樋渡バナー.001

図書館改革の当事者は、いま何を思うのか

樋渡啓祐、TSUTAYA図書館問題を語る

2015/11/1
TSUTAYAを運営するCCC(カルチャー・コンビニエンス・クラブ)が指定管理者となり、洗練された雰囲気が話題を集めた佐賀県の武雄市図書館。今年8月には不適切な選書の問題が発覚し、9月には建設計画が進んでいた愛知県小牧市で、住民投票の結果、反対多数になるなど、波紋が広がっている。一連の騒動を、当事者である樋渡啓祐・前武雄市長はどう捉えているのか。武雄市内で単独インタビューを敢行した。

不適切な選書が発覚、そして住民による提訴へ

JR武雄温泉駅から市街地を歩くこと15分、渦中の「TSUTAYA図書館」は存在する。

佐賀県武雄市の中心部にある、武雄市図書館。代官山蔦屋書店を模した開放的な空間、併設するスターバックスのテーブル席付近にはBGMが流れ、コーヒーを片手に本や雑誌を読むことができる。

公共施設とは思えない、明るくて洗練された雰囲気の同館は、人口5万人の自治体としては異例の、入場者数92万人(2013年)を誇る人気スポットである。

築12年の旧図書館が全面改装され、リニューアルオープンしたのが2013年4月。指定管理者として「TSUTAYA」などを運営するCCCが運営していることでも話題を呼び、一般利用者はもちろん、全国から自治体関係者やメディアの視察が殺到した。

今では温泉を主要な観光資源をしていた街の、新たな名所としても定着し、図書館に行くための旅行ツアーも組まれているほどである。

しかし今年8月、リニューアル時にCCCが購入した1万冊の書籍に、『公認会計士第2次試験 2001』『海外金融商品全ガイド 2001』など10年以上前の実用書や、『ラーメンマップ埼玉2』など地元から遠く離れた地域のグルメガイドなど、不適切な書籍が含まれていることが発覚。市民グループが小松政・武雄市長を相手取り「武雄市図書館の業務委託は違法」として提訴する事態に発展した。

また、武雄市と同じく、CCCを指定管理者として図書館のリニューアルを計画していた愛知県小牧市では、計画への賛否を問う住民投票が10月に行われ、反対多数という結果になった。それを受けて山下史守朗市長がCCCとの契約を解消し、計画を白紙に戻すと発表するなど、TSUTAYA図書館には逆風が吹いている。

武雄市図書館の外観。内部の撮影は禁止されており、壁の至る所に「撮影禁止」のマークがある

武雄市図書館の外観。内部の撮影は禁止されており、壁の至る所に「撮影禁止」のマークがある

CCC増田会長との偶然の出会いから始まった

そもそも武雄市図書館は、前市長の樋渡啓祐氏が就任した2006年に話がさかのぼる。樋渡氏の著書『沸騰!図書館』によれば、「休館日が多い」「閉架図書が多くて使いにくい」「子育て世代が来づらい雰囲気」などの問題点を発見した樋渡氏が図書館改革をメインテーマの一つとして位置付けたことから、取り組みが始まった。
════════════════════
■ 課題 ■
武雄市図書館の記事を、「佐賀県武雄市の中心部にある、」で始まり「(2013年)を誇る人気スポットである。」までの範囲について、「人気スポット」を「注目の施設」に置き換えて書き直してください。 ここから続く行は、別の出典から取ったものです。

■ 元データ ■
════════════════════
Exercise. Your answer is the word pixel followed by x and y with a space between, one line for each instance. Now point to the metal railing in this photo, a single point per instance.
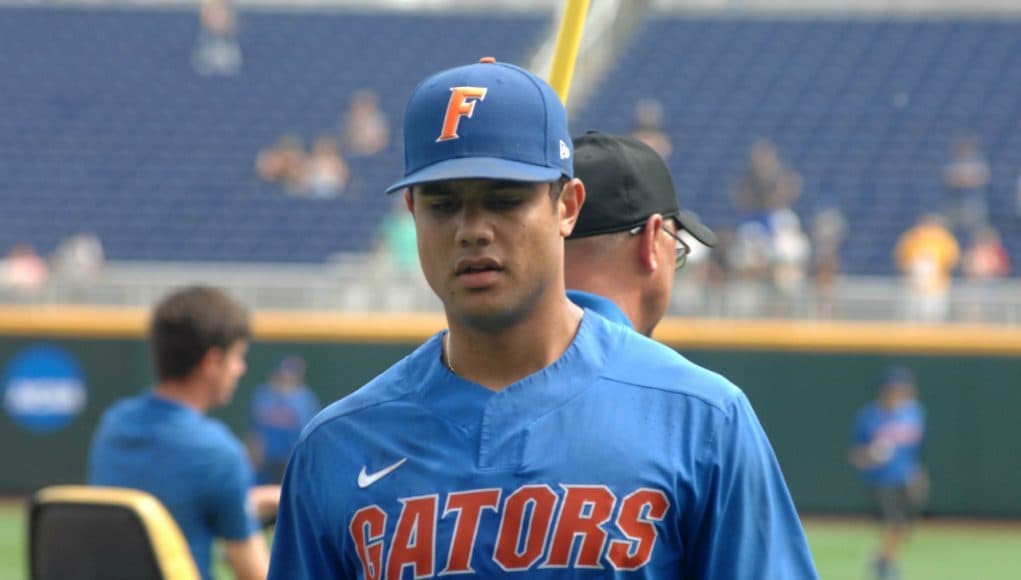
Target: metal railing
pixel 366 283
════════════════════
■ 回答 ■
佐賀県武雄市の中心部にある、武雄市図書館。代官山蔦屋書店を模した開放的な空間、併設するスターバックスのテーブル席付近にはBGMが流れ、コーヒーを片手に本や雑誌を読むことができる。

公共施設とは思えない、明るくて洗練された雰囲気の同館は、人口5万人の自治体としては異例の、入場者数92万人(2013年)を誇る注目の施設である。